-- INPUT MATERIAL follows --

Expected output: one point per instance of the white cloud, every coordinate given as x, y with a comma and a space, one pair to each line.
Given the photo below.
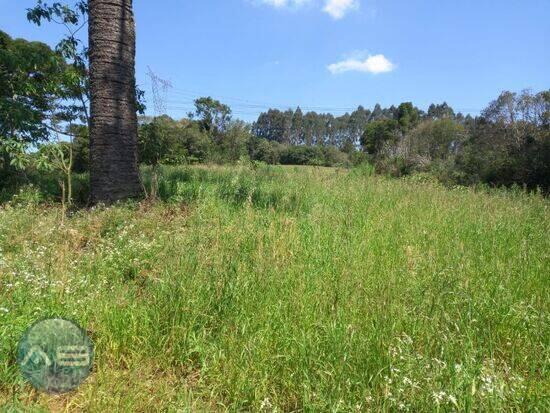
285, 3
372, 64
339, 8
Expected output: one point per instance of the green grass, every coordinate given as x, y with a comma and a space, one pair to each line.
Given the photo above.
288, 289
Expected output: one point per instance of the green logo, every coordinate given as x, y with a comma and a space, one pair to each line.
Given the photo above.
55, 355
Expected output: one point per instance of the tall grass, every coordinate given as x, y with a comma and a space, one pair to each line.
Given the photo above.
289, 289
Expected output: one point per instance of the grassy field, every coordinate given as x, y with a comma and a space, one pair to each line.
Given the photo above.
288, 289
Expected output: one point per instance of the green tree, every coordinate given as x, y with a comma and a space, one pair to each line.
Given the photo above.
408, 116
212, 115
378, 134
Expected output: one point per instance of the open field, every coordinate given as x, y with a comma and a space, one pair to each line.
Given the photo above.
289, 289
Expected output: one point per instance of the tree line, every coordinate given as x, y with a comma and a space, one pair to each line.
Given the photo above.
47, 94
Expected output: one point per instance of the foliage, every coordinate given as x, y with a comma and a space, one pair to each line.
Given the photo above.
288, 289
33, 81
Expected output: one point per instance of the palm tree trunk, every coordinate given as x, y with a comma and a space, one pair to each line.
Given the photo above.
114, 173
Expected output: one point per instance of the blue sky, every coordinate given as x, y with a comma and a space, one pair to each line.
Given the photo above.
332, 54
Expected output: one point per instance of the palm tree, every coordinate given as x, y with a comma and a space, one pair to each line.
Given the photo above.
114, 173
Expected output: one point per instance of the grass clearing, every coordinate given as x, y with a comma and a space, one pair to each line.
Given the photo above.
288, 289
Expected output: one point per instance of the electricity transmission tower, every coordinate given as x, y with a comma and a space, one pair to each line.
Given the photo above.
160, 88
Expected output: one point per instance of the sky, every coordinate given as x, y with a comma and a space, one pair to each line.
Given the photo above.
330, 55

-- INPUT MATERIAL concluded --
-- INPUT MATERIAL follows --

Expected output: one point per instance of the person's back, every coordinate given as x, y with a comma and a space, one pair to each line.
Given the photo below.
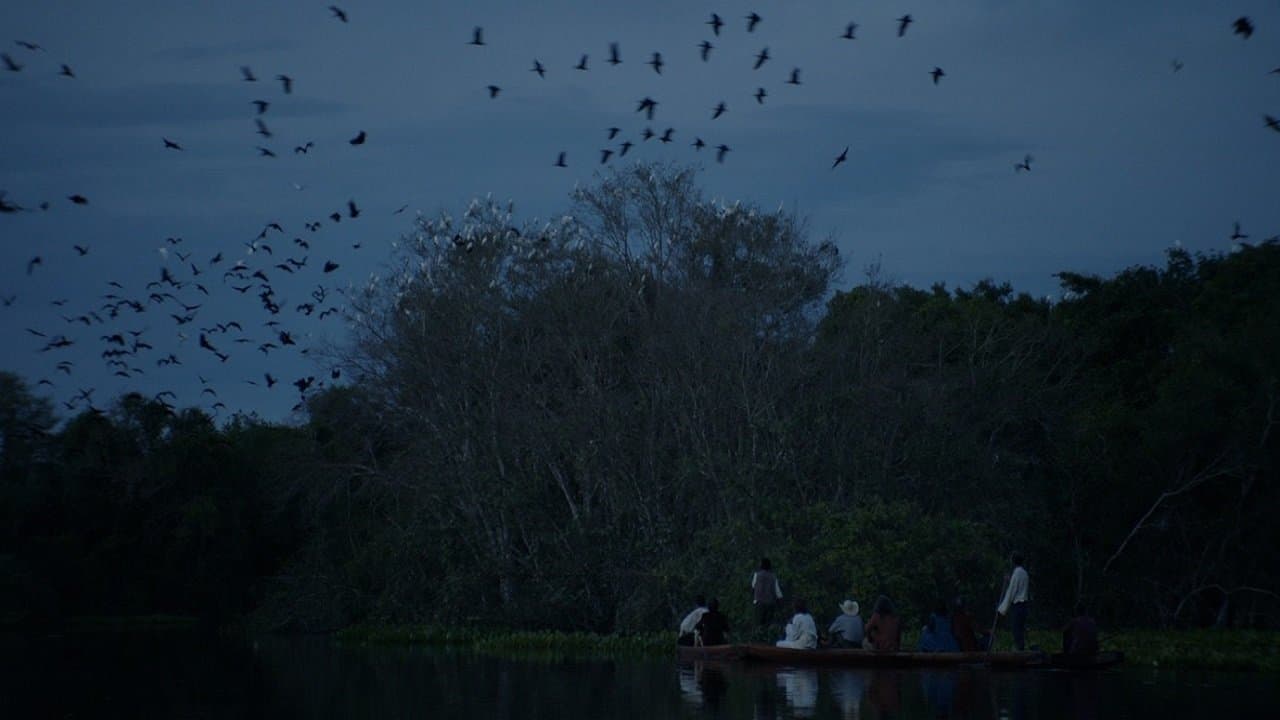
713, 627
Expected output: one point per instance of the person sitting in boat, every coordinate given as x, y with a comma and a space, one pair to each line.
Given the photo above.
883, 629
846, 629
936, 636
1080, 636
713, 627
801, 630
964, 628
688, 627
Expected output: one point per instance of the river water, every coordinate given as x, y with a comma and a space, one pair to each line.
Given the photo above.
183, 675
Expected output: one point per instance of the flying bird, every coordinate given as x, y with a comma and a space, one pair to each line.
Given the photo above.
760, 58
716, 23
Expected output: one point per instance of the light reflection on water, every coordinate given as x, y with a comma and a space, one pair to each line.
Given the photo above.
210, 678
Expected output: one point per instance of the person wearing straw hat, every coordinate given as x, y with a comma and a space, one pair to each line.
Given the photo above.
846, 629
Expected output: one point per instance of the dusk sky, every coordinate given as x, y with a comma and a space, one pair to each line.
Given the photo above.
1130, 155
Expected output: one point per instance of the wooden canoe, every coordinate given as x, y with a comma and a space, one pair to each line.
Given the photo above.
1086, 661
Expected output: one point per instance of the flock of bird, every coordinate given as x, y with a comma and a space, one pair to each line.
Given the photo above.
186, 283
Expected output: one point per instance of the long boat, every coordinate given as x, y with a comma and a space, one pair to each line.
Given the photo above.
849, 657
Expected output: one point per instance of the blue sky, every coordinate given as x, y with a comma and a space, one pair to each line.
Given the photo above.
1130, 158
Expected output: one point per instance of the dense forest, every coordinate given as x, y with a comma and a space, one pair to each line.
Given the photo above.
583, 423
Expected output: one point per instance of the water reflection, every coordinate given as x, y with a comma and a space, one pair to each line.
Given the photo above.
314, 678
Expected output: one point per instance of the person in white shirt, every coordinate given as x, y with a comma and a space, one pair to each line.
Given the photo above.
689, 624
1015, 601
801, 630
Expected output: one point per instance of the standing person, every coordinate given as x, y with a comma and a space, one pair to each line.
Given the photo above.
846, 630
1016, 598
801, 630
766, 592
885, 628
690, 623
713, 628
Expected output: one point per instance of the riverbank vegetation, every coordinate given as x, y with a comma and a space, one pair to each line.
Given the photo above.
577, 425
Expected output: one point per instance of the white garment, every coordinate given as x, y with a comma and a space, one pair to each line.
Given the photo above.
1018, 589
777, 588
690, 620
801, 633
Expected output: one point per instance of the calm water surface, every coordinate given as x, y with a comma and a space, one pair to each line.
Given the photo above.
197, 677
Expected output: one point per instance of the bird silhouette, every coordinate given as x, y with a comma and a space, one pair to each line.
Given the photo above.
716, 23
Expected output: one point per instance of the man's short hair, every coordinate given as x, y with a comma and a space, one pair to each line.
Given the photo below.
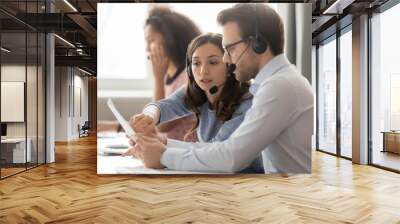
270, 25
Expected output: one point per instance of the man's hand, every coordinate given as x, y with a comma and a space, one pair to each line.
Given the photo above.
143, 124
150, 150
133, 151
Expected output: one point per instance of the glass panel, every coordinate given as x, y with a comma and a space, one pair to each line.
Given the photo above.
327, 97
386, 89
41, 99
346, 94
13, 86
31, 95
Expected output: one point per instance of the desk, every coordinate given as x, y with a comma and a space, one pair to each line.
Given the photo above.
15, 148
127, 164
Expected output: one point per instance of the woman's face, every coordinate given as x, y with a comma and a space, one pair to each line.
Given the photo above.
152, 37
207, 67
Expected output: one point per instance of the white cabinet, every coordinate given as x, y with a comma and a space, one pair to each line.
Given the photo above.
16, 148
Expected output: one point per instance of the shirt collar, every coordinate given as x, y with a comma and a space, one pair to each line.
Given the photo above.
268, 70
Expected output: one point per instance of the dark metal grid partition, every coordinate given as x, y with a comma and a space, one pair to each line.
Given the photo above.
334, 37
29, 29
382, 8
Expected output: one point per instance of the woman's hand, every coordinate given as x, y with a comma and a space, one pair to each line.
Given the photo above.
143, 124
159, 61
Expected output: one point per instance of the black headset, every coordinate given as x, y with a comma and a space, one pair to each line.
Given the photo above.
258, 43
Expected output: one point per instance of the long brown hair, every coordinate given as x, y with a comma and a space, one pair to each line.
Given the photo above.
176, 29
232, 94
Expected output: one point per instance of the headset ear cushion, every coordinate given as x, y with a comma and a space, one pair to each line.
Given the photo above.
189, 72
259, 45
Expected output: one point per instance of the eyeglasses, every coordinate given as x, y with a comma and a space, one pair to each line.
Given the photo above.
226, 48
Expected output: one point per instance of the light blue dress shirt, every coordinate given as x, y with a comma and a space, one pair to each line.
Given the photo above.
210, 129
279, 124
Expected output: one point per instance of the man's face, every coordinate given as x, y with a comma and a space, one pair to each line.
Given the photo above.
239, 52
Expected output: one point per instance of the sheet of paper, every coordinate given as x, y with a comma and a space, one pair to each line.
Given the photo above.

-- INPUT MATERIAL concluded --

--- WHAT TO DO ---
Using the entries above, extract exactly the lines from the one that contains "white cloud, every" through the one that contains "tree trunk, every". Do not carry over any pictures.

--- TASK RESPONSE ---
Expected output: one point per instance of the white cloud, every coordinate given as x, y with a comma and a space, one pair to each line.
Given the photo below.
285, 3
372, 64
339, 8
Expected output: one point per instance of the green grass, every coordinate given as x, y with a comma and a space, one pair to each line.
Given the photo above.
288, 289
Expected output: one point per instance of the green logo, every coordinate given as x, y with a comma and a space, one pair to each line.
Given the photo above.
55, 355
Expected output: one point per instance of the tall grass, every coordinate given as x, y with a comma and a space, one pair to each line.
Given the photo above.
289, 289
Expected output: one point per instance of the grassy field, every coordinate given as x, y with a comma and a space, one pair to each line.
Given the photo above.
288, 289
Expected output: one point per instance of the green tree, every coordinate given as x, y with a comma and a space, one pair to each line.
Given the photo above.
408, 116
212, 115
378, 134
Expected output: one point per instance of the open field, every coordinate given as x, y with a comma and a space, one pair to each line.
Given the photo above.
289, 289
Expected output: one point per instance of the tree line, every coordinate given as x, y with a comma and a space, one pair to each line.
Given the photo above.
47, 94
Expected output: one point per instance of the foliage, every coordinate given as x, y with a comma and a space, one pair to each line.
Given the photo above.
288, 289
33, 81
Expected output: one point per instance of the palm tree trunk, every coordinate given as x, y with a comma and a space, one pair to each line.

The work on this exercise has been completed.